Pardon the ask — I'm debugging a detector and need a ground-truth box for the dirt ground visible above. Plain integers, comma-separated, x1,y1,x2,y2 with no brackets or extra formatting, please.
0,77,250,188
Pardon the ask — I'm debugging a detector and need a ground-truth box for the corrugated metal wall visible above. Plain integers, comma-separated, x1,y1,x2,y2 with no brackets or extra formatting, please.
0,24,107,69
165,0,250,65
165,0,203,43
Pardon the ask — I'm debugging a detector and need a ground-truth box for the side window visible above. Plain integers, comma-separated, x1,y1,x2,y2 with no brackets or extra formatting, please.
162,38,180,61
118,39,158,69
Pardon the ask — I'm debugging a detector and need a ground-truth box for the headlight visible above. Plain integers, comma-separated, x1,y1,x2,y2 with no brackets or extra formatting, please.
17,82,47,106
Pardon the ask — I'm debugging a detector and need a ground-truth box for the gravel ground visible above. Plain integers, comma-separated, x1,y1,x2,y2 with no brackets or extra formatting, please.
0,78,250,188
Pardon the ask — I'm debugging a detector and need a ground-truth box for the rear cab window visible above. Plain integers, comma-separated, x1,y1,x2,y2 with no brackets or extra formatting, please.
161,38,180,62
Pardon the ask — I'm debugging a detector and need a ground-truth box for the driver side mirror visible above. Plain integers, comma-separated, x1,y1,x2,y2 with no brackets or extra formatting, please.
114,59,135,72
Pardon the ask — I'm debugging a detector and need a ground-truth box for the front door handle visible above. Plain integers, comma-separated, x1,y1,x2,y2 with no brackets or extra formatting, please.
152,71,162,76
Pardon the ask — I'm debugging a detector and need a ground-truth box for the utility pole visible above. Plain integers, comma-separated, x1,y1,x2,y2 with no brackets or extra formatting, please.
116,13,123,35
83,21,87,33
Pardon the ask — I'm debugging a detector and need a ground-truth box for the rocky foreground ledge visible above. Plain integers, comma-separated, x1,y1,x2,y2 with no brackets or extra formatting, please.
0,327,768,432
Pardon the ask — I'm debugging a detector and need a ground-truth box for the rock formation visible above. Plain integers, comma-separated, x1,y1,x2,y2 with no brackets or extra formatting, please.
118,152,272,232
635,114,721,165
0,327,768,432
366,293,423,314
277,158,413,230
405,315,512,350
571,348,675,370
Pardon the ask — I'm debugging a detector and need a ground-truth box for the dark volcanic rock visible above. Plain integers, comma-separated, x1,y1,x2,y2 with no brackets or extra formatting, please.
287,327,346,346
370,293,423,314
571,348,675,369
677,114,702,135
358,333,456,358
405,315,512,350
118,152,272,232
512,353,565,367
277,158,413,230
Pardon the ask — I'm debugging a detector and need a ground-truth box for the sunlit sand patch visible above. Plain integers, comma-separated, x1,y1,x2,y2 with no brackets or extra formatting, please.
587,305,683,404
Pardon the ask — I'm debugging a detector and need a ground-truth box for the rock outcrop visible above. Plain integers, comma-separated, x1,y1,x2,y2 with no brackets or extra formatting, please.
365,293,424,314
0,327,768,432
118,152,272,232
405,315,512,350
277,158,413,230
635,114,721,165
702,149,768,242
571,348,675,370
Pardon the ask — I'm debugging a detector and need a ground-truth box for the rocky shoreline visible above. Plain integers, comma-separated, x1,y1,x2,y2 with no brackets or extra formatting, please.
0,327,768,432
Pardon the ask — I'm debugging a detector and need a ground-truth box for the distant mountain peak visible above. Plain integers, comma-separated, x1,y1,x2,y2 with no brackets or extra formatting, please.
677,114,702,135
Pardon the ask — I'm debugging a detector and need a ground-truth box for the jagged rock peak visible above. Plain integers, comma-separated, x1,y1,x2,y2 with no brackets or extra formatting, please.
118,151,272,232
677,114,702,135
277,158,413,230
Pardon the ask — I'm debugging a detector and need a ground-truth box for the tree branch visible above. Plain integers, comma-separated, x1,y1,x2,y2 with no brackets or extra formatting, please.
-.-.-
Reproduce all of the entries above word for word, with nothing added, dropped, or changed.

Pardon the ask — I'm debugging a detector and need a ground-truth box for the dirt ground visible above. Plain integers, comma-separated, x1,y1,x2,y2 with no brackets or extra formatting, please.
0,77,250,188
Pardon the ask — I'm debugging a detector and need a ground-truth box for the corrugated metal wall visible above. Plain integers, comma-separated, x1,y1,x2,y2 with no brackets or extra formatting, please.
0,24,107,69
165,0,250,65
165,0,203,43
Pardon the ask — I'm debugging a detector and need a ground-truth box for the side window visible above. Plain integers, comma-separated, x1,y1,x2,y2 with no brackets or extra formatting, please.
162,38,180,61
118,39,158,69
Pardon the ask — I'm debugging a detector and need a ground-truth box for the headlight visible above. Plain integers, comma-separated, x1,y1,x2,y2 with no brackets or extra formatting, please.
17,82,47,106
Pardon the ask — I'm debugging a detector and need a ground-truth box for the gravel ground visible above. Plain integers, comma-separated, x1,y1,x2,y2 with no brackets or extra formatting, please.
0,78,250,188
Pardon the ask — I'm debugging a detector and need a ground-truth box for the rear cab window visible above. Plain integers, comma-separated, x1,y1,x2,y2 with no brackets or extra formatting, please.
161,38,180,62
Pardon the ask — I'm debugging a detector and need a ground-truth box for the driver side mirror visible above. Plain integers, comma-separated, x1,y1,x2,y2 with no brackets or extra formatting, please.
114,59,135,72
Pardon the ask — I'm debugging a detector and need a ground-truth box for the front door handle visible above. Plain integers, comma-separated, x1,y1,x2,y2 with no brackets or extra formatting, please.
152,71,162,76
Pardon the ask — I'm debugging a detector and need a ground-truth box for the utility pole visible above. Plain integers, comma-separated, x1,y1,x2,y2 with no brackets or extra formatting, please.
116,13,123,35
83,21,87,33
Pardon the ask — I'm debugging a detector and need a ground-truth box for the rocky foreground ledge visible above. Plain integers, comma-separated, x1,y1,x2,y2 with no brackets or extra formatting, please.
0,327,768,432
Pardon the ask — I'm debugging a detector and need a ground-truth box for the rock formation visible above. Plain integers, comma-separated, x1,y1,x2,y2 with no brackets or extra formatting, please.
118,152,272,232
635,114,721,165
0,327,768,432
366,293,423,314
277,158,413,230
405,315,512,350
571,348,675,370
Pardon the ask — I'm debugging a detector and need a ground-truth box for the dark volcanic rock visible above. Plain integers, comma-separated, x1,y1,x2,y2 with no brackets or extra formatting, please.
287,327,346,346
370,293,423,314
571,348,675,369
677,114,702,135
358,333,456,358
405,315,512,350
118,152,272,232
512,353,565,367
277,158,413,230
Pardon the ask — I'm debugging a detector and need a ground-truth box for the sunlit sand patch visible above. Plain integers, comma-separated, x1,y1,x2,y2 with no brackets or extra formatting, please.
587,305,683,404
Pardon the ask — I'm debugging a detector and need a ground-truth box for the rock outcrop visible above. Plain integers, comma-separated, x1,y1,x2,y2 with no brackets or extra formatting, please.
365,293,424,314
0,327,768,432
118,152,272,232
405,315,512,350
277,158,413,230
635,114,721,165
702,149,768,242
571,348,675,370
Pardon the ask — I'm debugging a detector and need a ground-truth box for the rocky shoreline visible above. Plain integers, comma-separated, x1,y1,x2,y2 with no brackets or extra formatting, please.
0,327,768,432
Pardon the ask — I'm debugging a detector and need a ground-truth box for the distant mountain peak visible above. Plain integers, comma-separated, x1,y1,x2,y2 with no brackets or extra formatting, please.
677,114,702,135
Pardon the ask — I'm debugging a detector and need a ground-truth box for the jagged rock peak visible above. Plain integers, comma-separated, x1,y1,x2,y2 with no brackets or extra formatting, please.
118,151,272,232
677,114,702,135
277,158,413,230
Pardon the ask — I'm debugging a detector and need a ground-truth box for the tree branch visible above. Plain integers, comma-separated, x1,y1,x2,y2 with no brackets or extra formatting, please.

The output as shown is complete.